• **Given passage**
Five Things YA Books Get Wrong

City 2

1. High School Cliques

Going to the cafeteria for lunch in a YA book is like walking into the jungle. Everyone has a group and a table where they belong, and it’s survival of the fittest out there. Try to take the cheerleader’s seat, and you’ll find yourself the target of bullying for the rest of the year, if not your life. In reality, most teenagers probably couldn’t even identify the cheerleaders or the skaters or the whatevers, and would describe themselves as floating between multiple groups of friends.

2. Teen Slang

Book teens are all up on the latest slang. It peppers their speech, their texts, and their thoughts. Real teens tend to think all those “cool” words are just as embarrassing and awkward as their parents do and claim to use text abbreviations mainly facetiously.

3. The Love Triangle

Some lucky real-life teens probably do have multiple guys or girls fighting for their love. A few of them may even have a hard time choosing among all those suitors, and spend countless hours making lists of pros and cons for choosing a date. However, the average teen’s love life is not so exciting. Those who aren’t in a nice, normal relationship are either not looking for love at all, pining fruitlessly over that cute girl in chem, or just trying to avoid that creep who keeps stalking them in the halls.

• **Exercise aim**
Quote the piece on what YA books get wrong, starting with "1. High School" and going on through "groups of friends.". The data that comes next is separate from the piece on what YA books get wrong.

• **Provided information**
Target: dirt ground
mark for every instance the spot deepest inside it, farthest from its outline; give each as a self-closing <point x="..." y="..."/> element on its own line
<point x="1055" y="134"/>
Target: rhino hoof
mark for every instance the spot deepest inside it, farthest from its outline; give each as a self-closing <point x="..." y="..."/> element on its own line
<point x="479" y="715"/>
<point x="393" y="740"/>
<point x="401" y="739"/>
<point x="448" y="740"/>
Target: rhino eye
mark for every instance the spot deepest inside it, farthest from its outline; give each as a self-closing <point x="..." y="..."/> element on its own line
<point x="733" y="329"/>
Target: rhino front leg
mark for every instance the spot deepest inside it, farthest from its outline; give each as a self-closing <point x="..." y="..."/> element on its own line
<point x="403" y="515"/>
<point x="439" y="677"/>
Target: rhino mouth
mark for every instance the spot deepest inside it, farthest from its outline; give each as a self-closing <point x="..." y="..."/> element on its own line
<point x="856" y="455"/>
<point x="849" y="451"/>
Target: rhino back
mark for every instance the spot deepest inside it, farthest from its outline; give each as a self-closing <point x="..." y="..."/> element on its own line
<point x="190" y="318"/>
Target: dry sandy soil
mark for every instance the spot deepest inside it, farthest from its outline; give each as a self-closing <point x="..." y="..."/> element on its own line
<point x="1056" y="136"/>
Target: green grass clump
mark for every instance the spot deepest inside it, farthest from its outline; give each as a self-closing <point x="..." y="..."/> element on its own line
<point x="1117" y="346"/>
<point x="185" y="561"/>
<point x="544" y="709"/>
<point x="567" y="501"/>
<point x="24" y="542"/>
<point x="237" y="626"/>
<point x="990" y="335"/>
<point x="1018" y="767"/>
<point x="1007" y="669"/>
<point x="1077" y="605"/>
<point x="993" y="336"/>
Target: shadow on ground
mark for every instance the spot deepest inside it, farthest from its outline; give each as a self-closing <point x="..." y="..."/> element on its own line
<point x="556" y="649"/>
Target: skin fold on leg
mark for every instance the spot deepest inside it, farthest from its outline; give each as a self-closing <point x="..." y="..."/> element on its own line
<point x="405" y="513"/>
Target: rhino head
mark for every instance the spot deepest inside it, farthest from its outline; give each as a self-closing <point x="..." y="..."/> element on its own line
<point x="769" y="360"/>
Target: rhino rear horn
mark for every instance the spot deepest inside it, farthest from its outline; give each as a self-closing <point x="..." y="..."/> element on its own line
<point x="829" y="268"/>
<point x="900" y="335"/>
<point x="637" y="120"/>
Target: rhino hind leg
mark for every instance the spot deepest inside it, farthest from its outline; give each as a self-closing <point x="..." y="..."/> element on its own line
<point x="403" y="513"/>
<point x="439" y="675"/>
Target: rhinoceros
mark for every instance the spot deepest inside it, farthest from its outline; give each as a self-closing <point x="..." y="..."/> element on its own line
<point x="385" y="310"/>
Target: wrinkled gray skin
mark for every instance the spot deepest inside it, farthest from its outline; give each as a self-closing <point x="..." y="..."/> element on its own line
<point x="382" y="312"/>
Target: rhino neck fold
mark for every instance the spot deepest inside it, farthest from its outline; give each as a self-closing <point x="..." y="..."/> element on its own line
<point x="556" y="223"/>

• **Answer to this task**
1. High School Cliques

Going to the cafeteria for lunch in a YA book is like walking into the jungle. Everyone has a group and a table where they belong, and it’s survival of the fittest out there. Try to take the cheerleader’s seat, and you’ll find yourself the target of bullying for the rest of the year, if not your life. In reality, most teenagers probably couldn’t even identify the cheerleaders or the skaters or the whatevers, and would describe themselves as floating between multiple groups of friends.